◆ **Exercise prompt**: Copy each line of the records below without changing anything.
┄┄┄┄┄┄┄┄┄┄
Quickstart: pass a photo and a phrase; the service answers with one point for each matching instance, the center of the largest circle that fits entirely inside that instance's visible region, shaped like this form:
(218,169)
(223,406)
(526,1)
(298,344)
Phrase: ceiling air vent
┄┄┄┄┄┄┄┄┄┄
◆ **Exercise output**:
Quickstart: pass a photo and a phrase; the service answers with one point for each matching instance, the center of the largest circle that fits entirely inside that instance's visible region, shaped like this form:
(218,169)
(223,406)
(526,1)
(298,344)
Phrase: ceiling air vent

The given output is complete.